- [WRITTEN PROBLEM]
Return the listing below exactly, with the pictures dropped.

____

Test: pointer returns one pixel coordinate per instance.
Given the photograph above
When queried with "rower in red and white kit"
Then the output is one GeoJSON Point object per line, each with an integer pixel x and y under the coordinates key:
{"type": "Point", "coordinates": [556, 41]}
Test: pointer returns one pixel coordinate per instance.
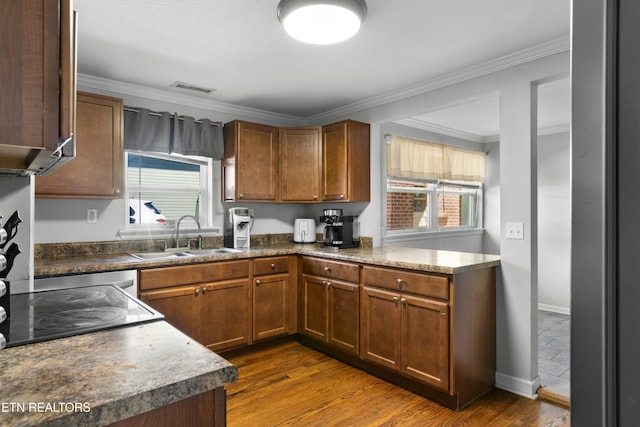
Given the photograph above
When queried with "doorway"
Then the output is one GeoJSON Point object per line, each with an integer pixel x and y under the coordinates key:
{"type": "Point", "coordinates": [554, 236]}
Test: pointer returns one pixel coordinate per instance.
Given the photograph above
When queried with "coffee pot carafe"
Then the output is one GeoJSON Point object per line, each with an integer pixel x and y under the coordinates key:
{"type": "Point", "coordinates": [237, 230]}
{"type": "Point", "coordinates": [341, 231]}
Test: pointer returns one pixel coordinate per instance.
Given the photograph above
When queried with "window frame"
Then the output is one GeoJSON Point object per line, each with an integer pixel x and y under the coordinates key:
{"type": "Point", "coordinates": [433, 188]}
{"type": "Point", "coordinates": [204, 189]}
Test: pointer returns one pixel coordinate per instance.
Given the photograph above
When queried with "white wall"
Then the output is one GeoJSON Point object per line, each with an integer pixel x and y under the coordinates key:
{"type": "Point", "coordinates": [554, 223]}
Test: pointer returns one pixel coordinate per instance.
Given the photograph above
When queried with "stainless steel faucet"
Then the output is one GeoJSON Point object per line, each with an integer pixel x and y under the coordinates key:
{"type": "Point", "coordinates": [178, 229]}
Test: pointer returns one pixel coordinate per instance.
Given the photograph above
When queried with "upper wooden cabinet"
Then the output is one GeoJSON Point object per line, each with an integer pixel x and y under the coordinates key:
{"type": "Point", "coordinates": [345, 162]}
{"type": "Point", "coordinates": [303, 165]}
{"type": "Point", "coordinates": [300, 164]}
{"type": "Point", "coordinates": [97, 170]}
{"type": "Point", "coordinates": [251, 162]}
{"type": "Point", "coordinates": [37, 75]}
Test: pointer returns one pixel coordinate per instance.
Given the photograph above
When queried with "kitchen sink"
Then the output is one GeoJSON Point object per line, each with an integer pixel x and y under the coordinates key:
{"type": "Point", "coordinates": [160, 255]}
{"type": "Point", "coordinates": [170, 254]}
{"type": "Point", "coordinates": [196, 252]}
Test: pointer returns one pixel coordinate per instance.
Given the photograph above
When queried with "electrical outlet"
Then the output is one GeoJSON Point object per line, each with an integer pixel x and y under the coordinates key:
{"type": "Point", "coordinates": [515, 230]}
{"type": "Point", "coordinates": [92, 216]}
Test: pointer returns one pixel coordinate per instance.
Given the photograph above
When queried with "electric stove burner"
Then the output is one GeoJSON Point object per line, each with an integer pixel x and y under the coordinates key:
{"type": "Point", "coordinates": [46, 315]}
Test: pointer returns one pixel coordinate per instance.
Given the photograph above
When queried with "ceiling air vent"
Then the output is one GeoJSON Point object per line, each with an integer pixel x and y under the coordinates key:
{"type": "Point", "coordinates": [193, 88]}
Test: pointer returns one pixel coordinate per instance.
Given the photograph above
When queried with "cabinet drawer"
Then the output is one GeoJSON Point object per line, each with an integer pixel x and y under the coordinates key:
{"type": "Point", "coordinates": [331, 269]}
{"type": "Point", "coordinates": [404, 281]}
{"type": "Point", "coordinates": [273, 265]}
{"type": "Point", "coordinates": [165, 277]}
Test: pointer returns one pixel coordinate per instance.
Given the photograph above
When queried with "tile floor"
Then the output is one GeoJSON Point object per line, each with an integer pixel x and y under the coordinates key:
{"type": "Point", "coordinates": [553, 351]}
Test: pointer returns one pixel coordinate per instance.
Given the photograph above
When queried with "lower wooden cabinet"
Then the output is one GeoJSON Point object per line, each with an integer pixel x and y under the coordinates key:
{"type": "Point", "coordinates": [228, 304]}
{"type": "Point", "coordinates": [225, 314]}
{"type": "Point", "coordinates": [409, 334]}
{"type": "Point", "coordinates": [179, 305]}
{"type": "Point", "coordinates": [204, 409]}
{"type": "Point", "coordinates": [331, 307]}
{"type": "Point", "coordinates": [432, 333]}
{"type": "Point", "coordinates": [209, 302]}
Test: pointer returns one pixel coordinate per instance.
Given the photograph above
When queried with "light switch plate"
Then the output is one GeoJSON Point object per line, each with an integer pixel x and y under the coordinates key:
{"type": "Point", "coordinates": [92, 216]}
{"type": "Point", "coordinates": [515, 230]}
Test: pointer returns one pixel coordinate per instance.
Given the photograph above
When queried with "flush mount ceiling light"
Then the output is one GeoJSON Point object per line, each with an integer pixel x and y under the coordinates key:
{"type": "Point", "coordinates": [322, 21]}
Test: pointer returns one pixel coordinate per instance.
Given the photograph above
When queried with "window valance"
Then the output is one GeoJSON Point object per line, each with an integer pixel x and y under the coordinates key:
{"type": "Point", "coordinates": [162, 132]}
{"type": "Point", "coordinates": [409, 158]}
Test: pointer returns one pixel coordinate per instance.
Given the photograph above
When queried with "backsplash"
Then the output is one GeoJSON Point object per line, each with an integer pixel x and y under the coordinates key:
{"type": "Point", "coordinates": [73, 249]}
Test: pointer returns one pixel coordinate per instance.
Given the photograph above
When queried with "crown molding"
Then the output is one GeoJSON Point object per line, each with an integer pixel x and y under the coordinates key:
{"type": "Point", "coordinates": [102, 84]}
{"type": "Point", "coordinates": [533, 53]}
{"type": "Point", "coordinates": [442, 130]}
{"type": "Point", "coordinates": [508, 61]}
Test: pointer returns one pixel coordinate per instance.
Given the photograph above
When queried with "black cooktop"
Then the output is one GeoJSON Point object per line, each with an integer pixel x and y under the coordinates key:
{"type": "Point", "coordinates": [47, 315]}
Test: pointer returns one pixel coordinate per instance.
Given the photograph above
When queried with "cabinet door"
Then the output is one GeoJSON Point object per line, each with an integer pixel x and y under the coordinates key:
{"type": "Point", "coordinates": [257, 155]}
{"type": "Point", "coordinates": [314, 307]}
{"type": "Point", "coordinates": [344, 316]}
{"type": "Point", "coordinates": [178, 305]}
{"type": "Point", "coordinates": [225, 314]}
{"type": "Point", "coordinates": [270, 308]}
{"type": "Point", "coordinates": [425, 338]}
{"type": "Point", "coordinates": [346, 162]}
{"type": "Point", "coordinates": [381, 330]}
{"type": "Point", "coordinates": [96, 171]}
{"type": "Point", "coordinates": [335, 161]}
{"type": "Point", "coordinates": [300, 164]}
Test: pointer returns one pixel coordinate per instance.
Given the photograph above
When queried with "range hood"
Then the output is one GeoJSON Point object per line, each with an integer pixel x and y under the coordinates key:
{"type": "Point", "coordinates": [18, 161]}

____

- [THE SOLUTION]
Test: pointer returns one pixel coordinate per instance.
Given the photograph above
When queried with "rower in red and white kit"
Then the output is one GeoJSON Point object per line, each with an integer pixel x and y under the coordinates key:
{"type": "Point", "coordinates": [556, 41]}
Test: pointer returns one pixel coordinate per instance.
Given the photograph above
When queried with "doorway"
Then the output is one GeoJSON Point object per line, each with an integer pixel x and y under the coordinates key:
{"type": "Point", "coordinates": [554, 236]}
Test: pointer returns one pixel coordinate per instance.
Given the photograph above
When queried with "coffee pot carafe"
Then the output is one GeoJSON Point object per line, each with an integer pixel x and y under the coordinates key:
{"type": "Point", "coordinates": [237, 230]}
{"type": "Point", "coordinates": [341, 231]}
Test: pointer returns one pixel coordinate per instance.
Given the photograph above
When queried with "window frame"
Then the output is one GeoJSON Point object per line, each with an integer pixel x and y under the coordinates key:
{"type": "Point", "coordinates": [433, 188]}
{"type": "Point", "coordinates": [204, 189]}
Test: pointer returns one pixel coordinate per instance.
Given the photograph above
When queried with "white wall"
Then the output is one GeoJSON Point object per line, each with an integer pixel x and y under the coordinates key:
{"type": "Point", "coordinates": [554, 223]}
Test: pointer returns one pixel coordinate per instance.
Given the photograph above
When queried with "stainless steel faucet"
Then the output is one GeoJSON Point object per line, each with an integer pixel x and y under the coordinates key:
{"type": "Point", "coordinates": [178, 229]}
Test: pointer returns one pixel coordinate per instance.
Given the photograph above
When queried with "upper wooden cabinet"
Then the output is one GeoJSON Point object per line, each with an integer pixel x and y under the coordinates key:
{"type": "Point", "coordinates": [345, 162]}
{"type": "Point", "coordinates": [303, 165]}
{"type": "Point", "coordinates": [300, 164]}
{"type": "Point", "coordinates": [97, 170]}
{"type": "Point", "coordinates": [251, 162]}
{"type": "Point", "coordinates": [37, 75]}
Test: pointer returns one pixel coordinate per instance.
Given the photograph above
When queried with "kitchen sink"
Then the output is one GeoJSON Point object per line, each with an integer pixel x and y under the coordinates key:
{"type": "Point", "coordinates": [160, 255]}
{"type": "Point", "coordinates": [170, 254]}
{"type": "Point", "coordinates": [196, 252]}
Test: pointer returns one pixel coordinate per instance.
Given the photograph above
When queried with "electrical outlet"
Then the output is one GeoJSON Point object per line, each with an integer pixel x and y under the coordinates key:
{"type": "Point", "coordinates": [515, 230]}
{"type": "Point", "coordinates": [92, 216]}
Test: pointer returns one pixel coordinate per instance.
Given the photograph above
When queried with "electric stove burner"
Then the output is one GeoJSON Point object per line, each with an integer pixel x and y under the coordinates key:
{"type": "Point", "coordinates": [46, 315]}
Test: pointer returns one pixel coordinate per instance.
Given the photograph above
When queried with "ceiling air vent"
Then the output is one GeoJSON Point object per line, each with an integer pixel x and y under the coordinates key:
{"type": "Point", "coordinates": [193, 88]}
Test: pointer returns one pixel coordinate per instance.
Given the photograph above
When queried with "cabinet drawer"
Then the output is one GeoJSON Point object per line, each with an integer pixel x and y under the coordinates key:
{"type": "Point", "coordinates": [331, 269]}
{"type": "Point", "coordinates": [404, 281]}
{"type": "Point", "coordinates": [273, 265]}
{"type": "Point", "coordinates": [165, 277]}
Test: pointer returns one pixel coordinate per instance.
Given the photograph above
When queried with "tile floor"
Then the output is one GeoJSON Point object per line, each with an integer pixel x and y under the coordinates key:
{"type": "Point", "coordinates": [553, 351]}
Test: pointer returns one pixel coordinate per instance.
Given the photograph above
When queried with "lower wooden cabinet"
Then the output is one GeoJSON Point object per line, each with an integer pixel x and y under the coordinates key:
{"type": "Point", "coordinates": [228, 304]}
{"type": "Point", "coordinates": [225, 314]}
{"type": "Point", "coordinates": [409, 334]}
{"type": "Point", "coordinates": [179, 305]}
{"type": "Point", "coordinates": [204, 409]}
{"type": "Point", "coordinates": [331, 307]}
{"type": "Point", "coordinates": [432, 333]}
{"type": "Point", "coordinates": [209, 302]}
Test: pointer returns one pixel coordinate per instance.
Given the photograph above
When queried with "light switch plate"
Then the output is one GeoJSON Point object per line, each with an integer pixel x and y under the coordinates key:
{"type": "Point", "coordinates": [92, 216]}
{"type": "Point", "coordinates": [515, 230]}
Test: pointer returns one pixel coordinate per instance.
Given the photograph above
When queried with "flush mount ceiling light"
Then the output is one GeoJSON Point object per line, each with an integer pixel x and y under the coordinates key:
{"type": "Point", "coordinates": [322, 21]}
Test: pointer returns one pixel coordinate per instance.
Given the photograph above
When queried with "window valance"
Then the output is one GeoJSON Point object per line, each with an integer pixel x and y under the coordinates key:
{"type": "Point", "coordinates": [162, 132]}
{"type": "Point", "coordinates": [409, 158]}
Test: pointer returns one pixel coordinate per instance.
Given the photograph above
When queried with "backsplash"
Then the output is one GeoJSON Point object per line, each with an integer pixel x and y under the coordinates key:
{"type": "Point", "coordinates": [73, 249]}
Test: pointer returns one pixel coordinate per instance.
Given the photograph above
When queried with "crown molding"
Then the output is one GeoJSON Point object per line, each with an integer pixel x and y under the coordinates key:
{"type": "Point", "coordinates": [102, 84]}
{"type": "Point", "coordinates": [533, 53]}
{"type": "Point", "coordinates": [442, 130]}
{"type": "Point", "coordinates": [508, 61]}
Test: pointer returns one pixel coordinate per instance.
Given the photograph above
When queried with "black cooktop"
Then the output is one GeoJSON Point object per line, each with an integer pixel x and y under the coordinates key:
{"type": "Point", "coordinates": [47, 315]}
Test: pointer returns one pixel coordinate per instance.
Given the photograph above
When queried with "cabinet door"
Then the output is one GeoJSON Point object per line, each with an integer pixel x and y under the coordinates key:
{"type": "Point", "coordinates": [257, 155]}
{"type": "Point", "coordinates": [314, 307]}
{"type": "Point", "coordinates": [344, 316]}
{"type": "Point", "coordinates": [178, 305]}
{"type": "Point", "coordinates": [225, 314]}
{"type": "Point", "coordinates": [270, 308]}
{"type": "Point", "coordinates": [425, 338]}
{"type": "Point", "coordinates": [346, 162]}
{"type": "Point", "coordinates": [381, 330]}
{"type": "Point", "coordinates": [96, 171]}
{"type": "Point", "coordinates": [335, 161]}
{"type": "Point", "coordinates": [300, 164]}
Test: pointer returns one pixel coordinate per instance.
Given the photograph above
When queried with "range hood"
Then the output is one GeoJSON Point object per line, each with an integer pixel x and y under the coordinates key:
{"type": "Point", "coordinates": [18, 161]}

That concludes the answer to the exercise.